─── RECORD SET
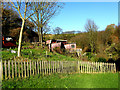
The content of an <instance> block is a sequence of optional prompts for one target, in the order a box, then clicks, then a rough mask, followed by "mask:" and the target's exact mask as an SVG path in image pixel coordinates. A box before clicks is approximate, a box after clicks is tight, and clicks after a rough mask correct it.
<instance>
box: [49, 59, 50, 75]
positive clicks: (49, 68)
mask: <svg viewBox="0 0 120 90" xmlns="http://www.w3.org/2000/svg"><path fill="white" fill-rule="evenodd" d="M49 75H50V61H49Z"/></svg>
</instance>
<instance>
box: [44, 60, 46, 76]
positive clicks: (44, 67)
mask: <svg viewBox="0 0 120 90" xmlns="http://www.w3.org/2000/svg"><path fill="white" fill-rule="evenodd" d="M44 71H45V75H46V61H44Z"/></svg>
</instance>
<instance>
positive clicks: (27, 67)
mask: <svg viewBox="0 0 120 90" xmlns="http://www.w3.org/2000/svg"><path fill="white" fill-rule="evenodd" d="M27 76H28V77H29V65H28V60H27Z"/></svg>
──────
# ACTIVITY
No pictures belong in the copy. Transcribe every entry exactly.

# SOLUTION TO THE EXERCISE
The content of an <instance> block is a sequence of optional prompts for one target, in the order a box, then clicks, then a rough mask, followed by "mask:" and the target's exact mask as an SVG path in image pixel coordinates. A box before clicks is approximate, a box after clicks is tight, and clicks after a rough mask correct it.
<instance>
box: [49, 59, 50, 75]
positive clicks: (49, 68)
mask: <svg viewBox="0 0 120 90" xmlns="http://www.w3.org/2000/svg"><path fill="white" fill-rule="evenodd" d="M49 75H50V61H49Z"/></svg>
</instance>
<instance>
box: [44, 60, 46, 76]
positive clicks: (44, 67)
mask: <svg viewBox="0 0 120 90" xmlns="http://www.w3.org/2000/svg"><path fill="white" fill-rule="evenodd" d="M44 71H45V75H46V61H44Z"/></svg>
</instance>
<instance>
positive clicks: (27, 67)
mask: <svg viewBox="0 0 120 90" xmlns="http://www.w3.org/2000/svg"><path fill="white" fill-rule="evenodd" d="M27 76H28V77H29V65H28V60H27Z"/></svg>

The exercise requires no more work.